AVAILABLE RECORDS>
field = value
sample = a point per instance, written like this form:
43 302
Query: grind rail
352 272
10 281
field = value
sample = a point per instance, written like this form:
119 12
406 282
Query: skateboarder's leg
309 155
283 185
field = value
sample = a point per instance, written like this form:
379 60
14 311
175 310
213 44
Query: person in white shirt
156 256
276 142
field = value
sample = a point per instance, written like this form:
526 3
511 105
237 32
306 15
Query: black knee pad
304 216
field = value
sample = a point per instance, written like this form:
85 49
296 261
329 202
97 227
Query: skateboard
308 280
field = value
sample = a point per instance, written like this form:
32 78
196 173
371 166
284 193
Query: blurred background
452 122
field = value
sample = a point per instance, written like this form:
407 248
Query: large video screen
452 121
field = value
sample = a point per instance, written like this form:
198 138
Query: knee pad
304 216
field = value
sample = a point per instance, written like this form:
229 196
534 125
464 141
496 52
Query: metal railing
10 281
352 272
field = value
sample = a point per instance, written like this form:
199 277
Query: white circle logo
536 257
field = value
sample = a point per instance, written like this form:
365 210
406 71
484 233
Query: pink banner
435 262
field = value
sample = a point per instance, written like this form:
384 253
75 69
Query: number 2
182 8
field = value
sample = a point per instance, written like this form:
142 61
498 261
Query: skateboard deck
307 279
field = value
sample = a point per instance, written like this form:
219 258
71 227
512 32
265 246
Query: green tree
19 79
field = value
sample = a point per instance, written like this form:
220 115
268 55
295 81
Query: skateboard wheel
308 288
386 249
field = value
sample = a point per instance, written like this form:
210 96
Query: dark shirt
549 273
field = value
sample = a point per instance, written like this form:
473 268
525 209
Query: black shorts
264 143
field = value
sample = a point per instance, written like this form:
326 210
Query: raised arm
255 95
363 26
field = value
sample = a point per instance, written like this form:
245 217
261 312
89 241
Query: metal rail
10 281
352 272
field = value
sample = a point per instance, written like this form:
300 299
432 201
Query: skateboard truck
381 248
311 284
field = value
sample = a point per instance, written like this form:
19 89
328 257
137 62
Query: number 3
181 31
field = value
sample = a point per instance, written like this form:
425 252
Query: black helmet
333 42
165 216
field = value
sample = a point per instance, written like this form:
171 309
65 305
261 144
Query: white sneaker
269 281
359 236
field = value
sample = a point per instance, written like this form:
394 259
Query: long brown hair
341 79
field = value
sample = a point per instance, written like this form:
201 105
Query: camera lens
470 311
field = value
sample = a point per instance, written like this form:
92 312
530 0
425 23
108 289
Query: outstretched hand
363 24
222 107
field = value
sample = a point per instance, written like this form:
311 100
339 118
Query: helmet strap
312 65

TASK TO COMPLETE>
Line by line, retype all the entries exactly as they are shown.

SOLUTION TO THIS EXERCISE>
field = value
sample = a point per instance, written like this form:
43 302
Query: grind rail
352 272
10 281
field = value
sample = a point per instance, written like this form:
119 12
406 282
Query: skateboarder's leg
309 155
283 185
field = value
sample = a point per instance, written like this form:
379 60
14 311
175 310
213 44
Query: person in white shirt
156 256
276 142
field = value
sample = a point per instance, written like this form:
526 3
511 105
237 32
306 15
Query: black knee pad
304 216
field = value
sample = a point per instance, written like this form:
85 49
296 261
329 202
97 227
Query: skateboard
308 280
field = value
sample = a point per instance, written like this form:
32 78
196 173
371 166
284 193
Query: blurred background
452 122
field = value
sample = a point per instance, written like this form:
407 248
Query: large video screen
452 121
field = value
sample = a point per instance, written like this form:
198 138
Query: knee pad
304 216
field = value
sample = a point per instance, written like this form:
229 196
534 125
464 141
496 52
Query: metal railing
10 281
352 272
field = value
sample = a point per instance, written like this form:
199 277
Query: white circle logo
536 257
field = value
sample = a point per instance, written like this form:
365 210
406 71
484 233
Query: pink banner
435 262
field = value
sample = a point per instance, written like this form:
384 253
75 69
Query: number 2
182 8
field = value
sample = a point per instance, written like this form:
142 61
498 261
Query: skateboard deck
307 279
field = value
sample = a point per instance, written like this form:
219 258
71 227
512 32
265 246
Query: green tree
19 79
field = value
sample = a point per instance, written like this form:
220 115
268 55
295 81
Query: skateboard wheel
308 288
386 249
field = value
sample = a point per instance, written like this form:
210 96
Query: dark shirt
549 273
field = value
sample = a point per instance, written like this form:
473 268
525 209
Query: black shorts
264 143
field = value
sample = a point per instance, written like this form:
326 210
Query: raised arm
255 95
363 26
field = value
sample = a point per instance, written like this form:
245 217
261 312
89 241
Query: metal rail
10 281
352 272
field = value
sample = a point per instance, written like this form:
300 299
432 201
Query: skateboard truck
381 248
311 284
field = value
sample = a point per instance, written like this form:
19 89
328 257
137 62
Query: number 3
181 31
field = value
sample = a point per instance, written like this form:
425 252
Query: black helmet
333 42
165 216
field = value
sample = a point per instance, written like this form:
171 309
65 305
261 144
Query: white sneaker
269 281
359 236
field = value
sample = a point per instance, written like this form:
394 259
Query: long brown hair
341 79
field = value
sample = a point per instance, written like this form:
201 105
Query: camera lens
470 311
field = value
sample = a point per instance, written like this form:
92 312
530 0
425 23
108 289
Query: outstretched hand
363 24
222 107
field = value
sample = a point per instance, written like this form:
311 100
339 118
Query: helmet strap
312 65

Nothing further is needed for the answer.